### Texto dado
────────────────

Nem tudo é um mercado

08/04/2014 12:40 Atualizado: 08/04/2014 12:40

Com frequência, damos a impressão que os liberais (especialmente aqueles instruídos em economia) pensam que todo e qualquer fenômeno social pode ser entendido sob os mesmos termos usados para analisar os mercados. Falamos, por exemplo, sobre as nossas famílias, ambientes de trabalho e até nossas relações interpessoais em termos de incentivos, conhecimento, lucros, autointeresse versus altruísmo, assim por diante. E não há dúvida de que a “maneira econômica de pensar” pode ser valiosa para a compreensão de todos os tipos de comportamento humano, incluindo os listados acima. Como alguém que já escreveu sobre economia familiar, dificilmente posso negar esse ponto básico.

No entanto, tratar tudo como se fosse um mercado pode nos levar a cometer sérios erros também. O problema é que, assim, ignoramos uma distinção muito importante que encontramos em F.A. Hayek (e implicitamente em Mises) entre o que ele chamou de “organizações” e “ordens”. Muitas das instituições sociais nas quais agimos diariamente não são ordens não planejadas como o mercado. Ao invés disso, exibem um alto grau de intencionalidade e planejamento humano, e são frequentemente simples o suficiente para serem pensadas holisticamente, o que não podemos fazer com o mercado.

────────────────

### O que se pede
(a) No texto sobre mercados, troque "liberais" por "libertários" e reescreva o trecho de "08/04/2014 12:40 Atualizado: 08/04/2014" até "esse ponto básico.".
(b) Segundo o texto sobre mercados, que distinção encontrada em Hayek deixamos de lado quando tratamos tudo como um mercado?
Estas linhas vêm de outra fonte, não do texto sobre mercados.

### Linhas de dados
────────────────

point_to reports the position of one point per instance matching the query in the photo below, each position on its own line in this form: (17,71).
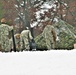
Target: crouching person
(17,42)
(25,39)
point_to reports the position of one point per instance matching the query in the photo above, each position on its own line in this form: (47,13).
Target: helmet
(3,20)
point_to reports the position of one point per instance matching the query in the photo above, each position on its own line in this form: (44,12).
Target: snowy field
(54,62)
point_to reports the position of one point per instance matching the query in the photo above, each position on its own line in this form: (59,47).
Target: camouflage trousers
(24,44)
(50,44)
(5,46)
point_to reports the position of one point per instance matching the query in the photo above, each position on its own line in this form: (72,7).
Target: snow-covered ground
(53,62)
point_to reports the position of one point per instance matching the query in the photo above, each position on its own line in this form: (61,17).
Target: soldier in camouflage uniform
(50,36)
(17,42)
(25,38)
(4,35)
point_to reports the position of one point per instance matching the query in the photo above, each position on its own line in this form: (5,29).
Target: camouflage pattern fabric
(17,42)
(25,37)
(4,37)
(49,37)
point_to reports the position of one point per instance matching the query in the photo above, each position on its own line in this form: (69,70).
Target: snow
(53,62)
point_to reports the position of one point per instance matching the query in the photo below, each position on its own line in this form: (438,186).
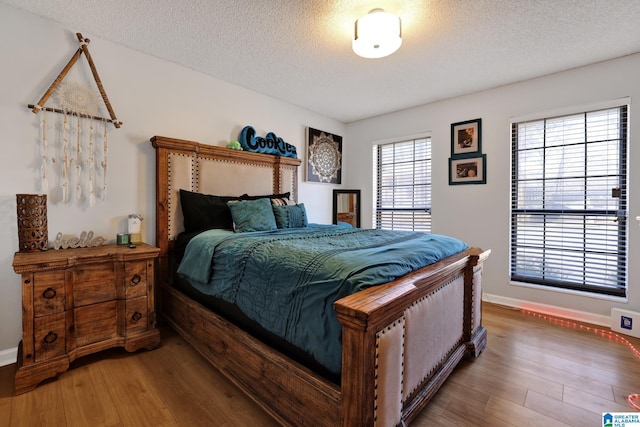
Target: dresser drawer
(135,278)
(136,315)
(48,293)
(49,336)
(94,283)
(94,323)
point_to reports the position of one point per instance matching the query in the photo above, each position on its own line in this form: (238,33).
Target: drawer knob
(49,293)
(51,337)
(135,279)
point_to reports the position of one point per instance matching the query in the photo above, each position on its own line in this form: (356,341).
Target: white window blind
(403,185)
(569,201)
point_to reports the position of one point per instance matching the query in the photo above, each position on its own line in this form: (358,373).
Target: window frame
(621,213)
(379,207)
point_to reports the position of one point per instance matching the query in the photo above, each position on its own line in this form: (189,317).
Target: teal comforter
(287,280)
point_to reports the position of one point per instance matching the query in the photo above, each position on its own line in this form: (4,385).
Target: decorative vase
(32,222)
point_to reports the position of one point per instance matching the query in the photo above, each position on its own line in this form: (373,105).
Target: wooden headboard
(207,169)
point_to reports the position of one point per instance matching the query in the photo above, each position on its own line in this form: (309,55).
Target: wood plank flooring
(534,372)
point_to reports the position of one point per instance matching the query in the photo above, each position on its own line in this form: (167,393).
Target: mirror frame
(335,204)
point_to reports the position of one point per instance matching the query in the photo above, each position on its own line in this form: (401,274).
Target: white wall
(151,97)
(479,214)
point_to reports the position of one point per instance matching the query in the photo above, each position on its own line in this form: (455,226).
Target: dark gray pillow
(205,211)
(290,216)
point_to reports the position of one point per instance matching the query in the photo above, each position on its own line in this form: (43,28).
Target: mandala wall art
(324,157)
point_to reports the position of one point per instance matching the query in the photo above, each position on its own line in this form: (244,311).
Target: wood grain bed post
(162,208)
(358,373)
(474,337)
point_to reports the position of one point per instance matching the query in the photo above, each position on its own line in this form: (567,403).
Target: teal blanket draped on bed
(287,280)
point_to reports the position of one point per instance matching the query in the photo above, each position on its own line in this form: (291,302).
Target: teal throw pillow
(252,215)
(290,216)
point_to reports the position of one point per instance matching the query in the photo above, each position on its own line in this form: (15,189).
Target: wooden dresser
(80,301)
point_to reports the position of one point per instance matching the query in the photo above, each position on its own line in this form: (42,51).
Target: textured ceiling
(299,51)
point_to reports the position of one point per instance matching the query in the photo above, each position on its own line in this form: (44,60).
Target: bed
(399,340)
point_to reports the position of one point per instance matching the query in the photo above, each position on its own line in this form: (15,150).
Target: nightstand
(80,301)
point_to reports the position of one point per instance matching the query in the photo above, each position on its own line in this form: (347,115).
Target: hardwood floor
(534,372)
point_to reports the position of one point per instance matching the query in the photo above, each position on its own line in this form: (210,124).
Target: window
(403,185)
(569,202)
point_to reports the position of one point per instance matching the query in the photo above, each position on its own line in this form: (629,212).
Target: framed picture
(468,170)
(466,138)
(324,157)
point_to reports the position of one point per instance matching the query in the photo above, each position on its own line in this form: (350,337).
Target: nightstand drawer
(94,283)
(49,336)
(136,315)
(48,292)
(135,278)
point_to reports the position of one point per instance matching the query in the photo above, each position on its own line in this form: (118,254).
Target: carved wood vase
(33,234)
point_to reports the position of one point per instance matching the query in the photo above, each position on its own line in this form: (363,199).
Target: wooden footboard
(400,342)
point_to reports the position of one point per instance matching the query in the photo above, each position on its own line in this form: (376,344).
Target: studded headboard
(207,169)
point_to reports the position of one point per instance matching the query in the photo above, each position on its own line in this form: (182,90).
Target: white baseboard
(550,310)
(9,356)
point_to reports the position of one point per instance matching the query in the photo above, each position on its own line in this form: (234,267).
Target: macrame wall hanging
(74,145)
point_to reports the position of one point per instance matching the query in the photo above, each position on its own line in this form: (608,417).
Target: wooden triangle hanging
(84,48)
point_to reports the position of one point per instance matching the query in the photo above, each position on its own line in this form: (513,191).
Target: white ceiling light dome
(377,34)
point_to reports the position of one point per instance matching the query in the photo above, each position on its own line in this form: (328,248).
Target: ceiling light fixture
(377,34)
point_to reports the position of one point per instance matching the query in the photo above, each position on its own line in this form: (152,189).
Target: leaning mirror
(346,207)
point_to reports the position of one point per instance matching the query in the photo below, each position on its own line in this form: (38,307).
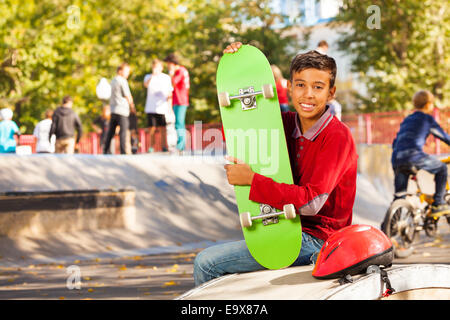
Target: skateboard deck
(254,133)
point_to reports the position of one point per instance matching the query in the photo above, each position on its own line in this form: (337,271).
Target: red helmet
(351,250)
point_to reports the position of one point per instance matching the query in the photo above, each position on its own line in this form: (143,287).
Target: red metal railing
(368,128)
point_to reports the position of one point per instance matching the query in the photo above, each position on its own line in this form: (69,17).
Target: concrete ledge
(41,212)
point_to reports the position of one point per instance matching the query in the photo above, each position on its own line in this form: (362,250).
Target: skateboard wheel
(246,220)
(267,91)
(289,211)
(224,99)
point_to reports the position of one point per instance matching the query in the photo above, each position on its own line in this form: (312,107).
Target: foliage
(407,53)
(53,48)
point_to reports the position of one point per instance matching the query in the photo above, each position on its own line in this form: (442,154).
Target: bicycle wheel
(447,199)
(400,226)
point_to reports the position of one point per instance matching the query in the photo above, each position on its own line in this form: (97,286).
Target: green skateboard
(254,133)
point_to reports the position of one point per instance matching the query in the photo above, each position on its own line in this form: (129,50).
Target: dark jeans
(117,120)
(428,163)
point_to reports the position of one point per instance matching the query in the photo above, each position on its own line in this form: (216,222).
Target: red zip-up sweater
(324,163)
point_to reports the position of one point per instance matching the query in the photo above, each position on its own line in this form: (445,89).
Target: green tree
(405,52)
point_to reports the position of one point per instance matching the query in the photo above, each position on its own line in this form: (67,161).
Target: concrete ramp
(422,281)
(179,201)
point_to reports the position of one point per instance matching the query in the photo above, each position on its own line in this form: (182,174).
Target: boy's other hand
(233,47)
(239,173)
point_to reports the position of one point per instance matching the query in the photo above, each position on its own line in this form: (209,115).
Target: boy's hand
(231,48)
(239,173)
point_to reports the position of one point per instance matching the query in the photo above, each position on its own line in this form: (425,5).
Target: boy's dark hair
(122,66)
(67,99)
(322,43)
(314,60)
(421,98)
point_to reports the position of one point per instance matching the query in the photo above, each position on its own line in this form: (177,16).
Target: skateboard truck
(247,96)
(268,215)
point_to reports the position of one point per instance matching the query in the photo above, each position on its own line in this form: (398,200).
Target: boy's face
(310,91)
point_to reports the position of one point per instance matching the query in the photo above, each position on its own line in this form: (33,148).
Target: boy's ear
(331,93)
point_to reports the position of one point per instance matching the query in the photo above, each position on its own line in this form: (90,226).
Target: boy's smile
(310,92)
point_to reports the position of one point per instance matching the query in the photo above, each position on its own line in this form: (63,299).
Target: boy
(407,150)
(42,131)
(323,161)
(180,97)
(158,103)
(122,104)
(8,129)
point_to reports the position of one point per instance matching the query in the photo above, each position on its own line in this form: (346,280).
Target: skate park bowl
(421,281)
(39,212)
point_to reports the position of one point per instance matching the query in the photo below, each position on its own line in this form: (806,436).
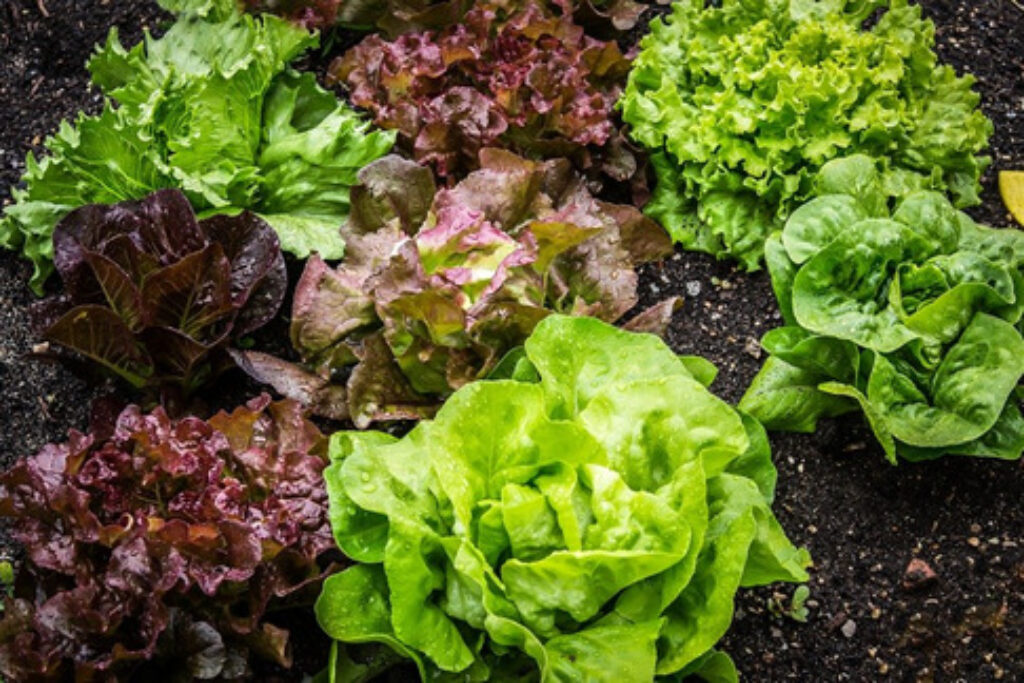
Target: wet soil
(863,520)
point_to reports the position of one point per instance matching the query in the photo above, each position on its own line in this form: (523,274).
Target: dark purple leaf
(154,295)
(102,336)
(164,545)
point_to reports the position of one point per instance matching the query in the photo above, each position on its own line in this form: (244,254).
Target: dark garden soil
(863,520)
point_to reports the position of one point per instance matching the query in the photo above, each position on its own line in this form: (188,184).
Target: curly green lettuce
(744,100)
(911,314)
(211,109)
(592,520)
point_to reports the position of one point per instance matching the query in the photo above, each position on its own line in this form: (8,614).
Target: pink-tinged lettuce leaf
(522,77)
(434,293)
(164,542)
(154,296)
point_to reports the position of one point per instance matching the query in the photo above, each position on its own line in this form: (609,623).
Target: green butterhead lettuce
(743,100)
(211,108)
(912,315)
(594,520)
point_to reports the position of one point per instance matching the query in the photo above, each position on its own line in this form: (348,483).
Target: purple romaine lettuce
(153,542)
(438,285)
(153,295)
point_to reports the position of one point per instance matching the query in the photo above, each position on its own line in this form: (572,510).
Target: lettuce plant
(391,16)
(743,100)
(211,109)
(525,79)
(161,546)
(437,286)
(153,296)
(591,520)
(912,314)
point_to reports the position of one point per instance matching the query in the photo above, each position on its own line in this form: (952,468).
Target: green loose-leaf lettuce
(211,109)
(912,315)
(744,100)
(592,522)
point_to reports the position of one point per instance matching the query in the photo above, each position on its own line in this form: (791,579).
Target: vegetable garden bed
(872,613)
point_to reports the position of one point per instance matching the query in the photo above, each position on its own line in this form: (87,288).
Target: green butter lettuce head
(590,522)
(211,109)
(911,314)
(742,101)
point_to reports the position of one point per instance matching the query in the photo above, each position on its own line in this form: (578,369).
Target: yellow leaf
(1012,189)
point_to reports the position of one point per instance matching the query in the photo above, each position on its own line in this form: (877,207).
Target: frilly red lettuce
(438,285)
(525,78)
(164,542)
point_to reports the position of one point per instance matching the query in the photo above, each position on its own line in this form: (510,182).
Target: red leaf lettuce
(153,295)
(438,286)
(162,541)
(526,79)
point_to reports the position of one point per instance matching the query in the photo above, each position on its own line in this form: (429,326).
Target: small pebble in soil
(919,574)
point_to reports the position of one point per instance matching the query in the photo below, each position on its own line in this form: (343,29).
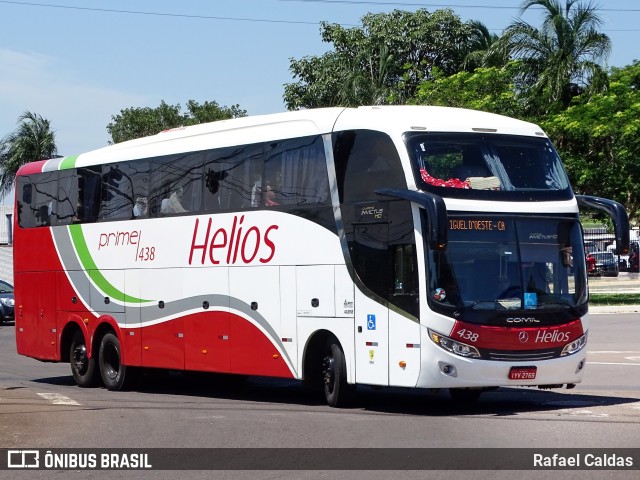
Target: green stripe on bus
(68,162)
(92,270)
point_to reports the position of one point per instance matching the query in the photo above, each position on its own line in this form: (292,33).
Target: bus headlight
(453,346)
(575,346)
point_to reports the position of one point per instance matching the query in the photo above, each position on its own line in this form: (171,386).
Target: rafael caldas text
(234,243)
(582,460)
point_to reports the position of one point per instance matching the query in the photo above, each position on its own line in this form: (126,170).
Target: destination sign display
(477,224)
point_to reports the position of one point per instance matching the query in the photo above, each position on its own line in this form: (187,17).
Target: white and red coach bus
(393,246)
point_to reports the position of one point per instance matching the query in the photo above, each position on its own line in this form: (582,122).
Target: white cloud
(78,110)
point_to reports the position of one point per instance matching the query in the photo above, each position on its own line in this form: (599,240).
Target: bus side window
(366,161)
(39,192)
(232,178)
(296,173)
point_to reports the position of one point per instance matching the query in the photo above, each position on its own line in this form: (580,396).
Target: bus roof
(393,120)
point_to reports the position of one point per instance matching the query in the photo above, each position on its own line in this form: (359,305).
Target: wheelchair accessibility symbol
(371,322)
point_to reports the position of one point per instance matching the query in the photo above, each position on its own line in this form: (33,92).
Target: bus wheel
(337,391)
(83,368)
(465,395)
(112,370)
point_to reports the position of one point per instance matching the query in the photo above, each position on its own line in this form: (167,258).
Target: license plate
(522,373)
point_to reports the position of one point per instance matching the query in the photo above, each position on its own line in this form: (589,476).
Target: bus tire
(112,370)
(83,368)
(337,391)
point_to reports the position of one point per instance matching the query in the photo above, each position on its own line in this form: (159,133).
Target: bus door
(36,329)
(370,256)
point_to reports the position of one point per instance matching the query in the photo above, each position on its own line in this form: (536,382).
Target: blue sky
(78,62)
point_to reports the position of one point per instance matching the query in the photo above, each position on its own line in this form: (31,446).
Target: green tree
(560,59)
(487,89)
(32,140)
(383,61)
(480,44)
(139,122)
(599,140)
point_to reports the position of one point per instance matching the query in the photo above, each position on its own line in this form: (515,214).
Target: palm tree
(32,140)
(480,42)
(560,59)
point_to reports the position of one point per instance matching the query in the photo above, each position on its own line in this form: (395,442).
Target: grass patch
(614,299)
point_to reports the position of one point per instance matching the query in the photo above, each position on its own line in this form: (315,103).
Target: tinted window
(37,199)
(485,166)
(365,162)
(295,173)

────────────────

### Lista de respostas
(a)
08/04/2014 12:40 Atualizado: 08/04/2014 12:40

Com frequência, damos a impressão que os libertários (especialmente aqueles instruídos em economia) pensam que todo e qualquer fenômeno social pode ser entendido sob os mesmos termos usados para analisar os mercados. Falamos, por exemplo, sobre as nossas famílias, ambientes de trabalho e até nossas relações interpessoais em termos de incentivos, conhecimento, lucros, autointeresse versus altruísmo, assim por diante. E não há dúvida de que a “maneira econômica de pensar” pode ser valiosa para a compreensão de todos os tipos de comportamento humano, incluindo os listados acima. Como alguém que já escreveu sobre economia familiar, dificilmente posso negar esse ponto básico.

(b) A distinção entre “organizações” e “ordens”.